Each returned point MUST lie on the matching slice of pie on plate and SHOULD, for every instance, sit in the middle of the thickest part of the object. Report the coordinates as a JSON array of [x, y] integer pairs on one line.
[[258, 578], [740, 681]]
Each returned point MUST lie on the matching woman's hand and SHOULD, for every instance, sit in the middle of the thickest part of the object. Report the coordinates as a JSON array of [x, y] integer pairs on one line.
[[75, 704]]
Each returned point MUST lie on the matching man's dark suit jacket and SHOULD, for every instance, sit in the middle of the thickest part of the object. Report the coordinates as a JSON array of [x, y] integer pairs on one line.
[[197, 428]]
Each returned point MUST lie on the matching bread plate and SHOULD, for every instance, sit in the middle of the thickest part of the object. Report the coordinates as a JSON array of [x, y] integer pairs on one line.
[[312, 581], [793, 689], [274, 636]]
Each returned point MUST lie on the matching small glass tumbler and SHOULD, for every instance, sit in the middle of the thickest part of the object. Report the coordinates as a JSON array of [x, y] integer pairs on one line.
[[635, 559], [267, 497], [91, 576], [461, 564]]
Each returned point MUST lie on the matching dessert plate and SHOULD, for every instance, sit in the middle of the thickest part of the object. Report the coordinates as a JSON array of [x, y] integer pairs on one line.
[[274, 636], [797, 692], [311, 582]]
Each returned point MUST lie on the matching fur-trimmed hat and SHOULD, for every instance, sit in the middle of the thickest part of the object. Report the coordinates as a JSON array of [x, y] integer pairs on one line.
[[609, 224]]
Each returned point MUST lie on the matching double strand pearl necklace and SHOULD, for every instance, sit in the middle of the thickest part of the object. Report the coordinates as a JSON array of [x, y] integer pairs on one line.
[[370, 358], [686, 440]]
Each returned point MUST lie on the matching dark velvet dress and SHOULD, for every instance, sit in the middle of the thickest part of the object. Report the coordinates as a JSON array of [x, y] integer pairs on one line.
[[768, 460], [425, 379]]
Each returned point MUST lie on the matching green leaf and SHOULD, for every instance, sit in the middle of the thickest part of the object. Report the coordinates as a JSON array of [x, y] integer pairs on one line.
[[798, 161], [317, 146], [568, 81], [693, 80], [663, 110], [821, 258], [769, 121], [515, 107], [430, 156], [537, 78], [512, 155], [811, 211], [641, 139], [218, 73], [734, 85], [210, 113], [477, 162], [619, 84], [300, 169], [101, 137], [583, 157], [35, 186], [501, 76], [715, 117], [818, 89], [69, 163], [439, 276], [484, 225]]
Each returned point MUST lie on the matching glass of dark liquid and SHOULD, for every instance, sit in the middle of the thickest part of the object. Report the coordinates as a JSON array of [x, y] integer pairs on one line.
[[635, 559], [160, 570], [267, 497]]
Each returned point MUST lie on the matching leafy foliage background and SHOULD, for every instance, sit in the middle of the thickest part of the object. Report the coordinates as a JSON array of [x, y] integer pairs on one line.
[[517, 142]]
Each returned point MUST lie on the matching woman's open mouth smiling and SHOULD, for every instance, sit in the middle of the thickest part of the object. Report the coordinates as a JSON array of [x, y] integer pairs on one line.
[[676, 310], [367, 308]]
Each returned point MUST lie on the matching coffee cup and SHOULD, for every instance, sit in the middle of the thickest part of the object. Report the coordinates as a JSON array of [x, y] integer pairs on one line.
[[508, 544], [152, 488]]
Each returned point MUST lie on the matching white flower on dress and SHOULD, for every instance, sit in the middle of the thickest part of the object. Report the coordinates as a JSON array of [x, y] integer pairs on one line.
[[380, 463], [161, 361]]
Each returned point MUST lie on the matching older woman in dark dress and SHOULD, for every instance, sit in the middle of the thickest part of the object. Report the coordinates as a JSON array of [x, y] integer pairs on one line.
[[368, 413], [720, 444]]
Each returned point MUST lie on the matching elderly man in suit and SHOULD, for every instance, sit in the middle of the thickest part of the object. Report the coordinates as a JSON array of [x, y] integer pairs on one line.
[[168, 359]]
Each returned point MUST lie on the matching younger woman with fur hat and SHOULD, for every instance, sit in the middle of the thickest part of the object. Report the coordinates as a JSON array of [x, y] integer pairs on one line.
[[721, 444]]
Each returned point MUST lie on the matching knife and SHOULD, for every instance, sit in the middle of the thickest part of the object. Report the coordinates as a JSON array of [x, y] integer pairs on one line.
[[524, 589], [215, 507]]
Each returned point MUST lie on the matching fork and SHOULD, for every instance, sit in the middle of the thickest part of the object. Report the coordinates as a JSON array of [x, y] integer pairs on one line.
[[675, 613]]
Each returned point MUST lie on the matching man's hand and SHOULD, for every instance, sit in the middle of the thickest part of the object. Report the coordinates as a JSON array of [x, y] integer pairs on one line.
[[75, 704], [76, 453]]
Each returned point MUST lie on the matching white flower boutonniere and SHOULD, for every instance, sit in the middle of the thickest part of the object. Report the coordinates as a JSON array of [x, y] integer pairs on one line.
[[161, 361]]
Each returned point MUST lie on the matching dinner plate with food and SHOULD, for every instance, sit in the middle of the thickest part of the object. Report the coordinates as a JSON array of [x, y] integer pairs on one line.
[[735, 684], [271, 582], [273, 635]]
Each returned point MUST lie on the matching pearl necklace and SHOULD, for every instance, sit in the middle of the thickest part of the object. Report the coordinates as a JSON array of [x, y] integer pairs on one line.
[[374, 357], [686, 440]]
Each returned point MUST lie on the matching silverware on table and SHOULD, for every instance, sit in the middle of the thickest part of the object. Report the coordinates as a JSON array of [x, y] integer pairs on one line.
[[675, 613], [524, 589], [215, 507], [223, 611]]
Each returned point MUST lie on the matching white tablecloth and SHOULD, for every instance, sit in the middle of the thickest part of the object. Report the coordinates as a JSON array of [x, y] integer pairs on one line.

▸ WORK TO DO
Can you copy out all of the rows above again, word for word and in the same order?

▸ SOLUTION FOR THIS EXERCISE
Each returned point MUST lie on the matching slice of pie on plate and SHOULD, for every instance, sit in the middle of the thickest part of the object. Report the coordinates as a JSON array of [x, y] integer pairs on one line.
[[258, 578], [740, 681]]
Each returned point MUST lie on the matching woman's hand and SHOULD, for every instance, sit in the middle of the thickest part of the object. Report the coordinates as a JSON array of [x, y] integer pairs on one line.
[[75, 704]]
Each returned point MUST lie on the matching man's dark suit jacket and SHOULD, for every instance, sit in the middle of the thickest part of the object. Report the coordinates as a JSON array of [x, y] integer pairs on one line.
[[197, 428]]
Each returned point MUST lie on the matching bread plate and SHOULD, for every instance, sit in the middle of the thickest part of the object. Report the coordinates as a JSON array of [x, y] integer pairs on one line.
[[312, 581], [793, 689], [274, 636]]
Each returned point MUST lie on the matching small glass tumbler and SHOULD, for every instance, sit in the middle of the thickest part of the object. Report the coordinates as a JSON array of [x, y] integer pairs on one line.
[[635, 559], [267, 497], [91, 576], [461, 564]]
Each returned point MUST lie on the matching dessert plate and SHOULD, for every instance, sit in the middle of the thickest part of the object. Report the coordinates as a JSON array of [x, y] integer pairs on one line.
[[274, 636], [797, 692], [311, 582]]
Each returned point MUST lie on the matching fur-trimmed hat and SHOULD, for every instance, sit in the middle of the thickest part of the object. Report the coordinates as a JSON array of [x, y] integer pairs on one line.
[[609, 224]]
Each returned point MUST lie on the matching double strand pearl necklace and SHOULD, for every instance, sit in the middle of the thickest part of the object. Report the coordinates as a JSON array of [x, y] integer pairs on one line.
[[370, 358], [686, 440]]
Each returned point MUST lie on the matching dark velvet dress and SHOULD, for every instance, sit in the middle of the thickest part of the object. Report the coordinates as a JSON array of [x, y] integer pairs on one line.
[[768, 460], [425, 379]]
Each returned point MUST lie on the matching green leaf and SHOULD, for every instance, sit in the middle of the thickest part of the object. Report the coordinates as a JSON array of [x, y] integer pairs on one line.
[[798, 161], [317, 146], [568, 81], [693, 80], [663, 110], [821, 258], [769, 121], [515, 107], [430, 156], [537, 78], [512, 155], [811, 211], [641, 139], [218, 73], [734, 85], [210, 113], [477, 162], [619, 84], [300, 169], [101, 137], [583, 157], [35, 186], [501, 76], [715, 117], [818, 89], [69, 163], [439, 276], [484, 225]]
Each returned point MUST lie on the matching glass of dark liquid and SHOULD, for every instance, sit in the middle of the thickest part of the object. Report the coordinates as a JSON array of [x, y] integer pairs on one line.
[[635, 559], [160, 570], [267, 497]]
Each returned point MUST lie on the matching leafy foliage background and SHOULD, for every instance, sit in the middle of the thickest part of the object. Report the coordinates as a JSON array of [x, y] integer pairs on one line.
[[517, 142]]
Each returned point MUST lie on the matching woman's open mouth smiling and SHOULD, for every instance, sit in the middle of the thickest part of the object. Report the coordinates as a JSON array of [x, y] integer pairs on one line.
[[676, 310], [367, 308]]
Each returned point MUST lie on the matching coffee cup and SHOULD, for every instance, sit in the middle of the thickest part of the object. Report the coordinates as a JSON array of [x, y] integer pairs on one line.
[[508, 544], [152, 488]]
Each returned point MUST lie on the matching white flower on dress and SHOULD, for every instance, sit in the middle of the thickest part of the object. Report the coordinates as a JSON array of [x, y] integer pairs on one line.
[[380, 463], [161, 361]]
Each returned point MUST lie on the matching older woman in dark dress and SHOULD, for every instance, sit in the middle of the thickest part of the object. Report the coordinates as a JSON array of [x, y] integer pairs on one line.
[[368, 413], [720, 444]]
Each returned point MUST lie on the matching elderly man in suit and SHOULD, for every instance, sit in the middle of the thickest part of the object. Report the coordinates as a JSON array of [x, y] integer pairs on one line.
[[168, 359]]
Each returned point MUST lie on the matching younger woman with fur hat and SHOULD, for every instance, sit in the middle of the thickest part of the object. Report the coordinates as a JSON array of [x, y] integer pairs on one line.
[[721, 444]]
Each returned point MUST lie on the matching knife and SHOULD, for every instance, sit in the middle of the thickest part of the object. Report the coordinates as a JSON array of [x, y] integer pairs on one line.
[[524, 589], [215, 507]]
Each returned point MUST lie on the matching fork and SHOULD, for every instance, sit in the middle of the thickest part of the object. Report the coordinates as a JSON array of [x, y] integer pairs on one line.
[[675, 613]]
Each returned point MUST lie on the matching man's hand and SHOULD, for every instance, sit in the middle of the thickest part of the object. Report the coordinates as a JSON array of [x, y] integer pairs on one line.
[[75, 704], [76, 453]]
Each returned point MUST lie on the matching white flower boutonniere and SHOULD, for every instance, sit in the middle of the thickest part of the object. Report the coordinates as a JSON array of [x, y] integer pairs on one line.
[[161, 361]]
Each returned point MUST lie on the matching dinner plate with food and SHOULD, for every instance, sit in the middle of the thickest part of the object. Report the coordinates as a JSON array of [x, y] integer pairs on one line.
[[735, 684], [271, 582], [273, 635]]
Each returned point MUST lie on the matching pearl necklace and SHOULD, for every instance, sit in the middle of the thickest part of the object. Report the coordinates as a JSON array of [x, y] integer pairs on one line.
[[374, 357], [686, 440]]
Each returned point MUST lie on the matching silverware on table and SHOULD, for every instance, sit in the middle of the thickest part of the object. Report the coordinates as a JSON array of [x, y] integer pairs on one line.
[[675, 613], [524, 589], [215, 507], [223, 611]]
Each returned point MUST lie on the matching white tablecloth and SHOULD, for every instance, sit in the middle of the thickest part of the object. Report the coordinates as a JSON array of [x, y] integer pairs on one line.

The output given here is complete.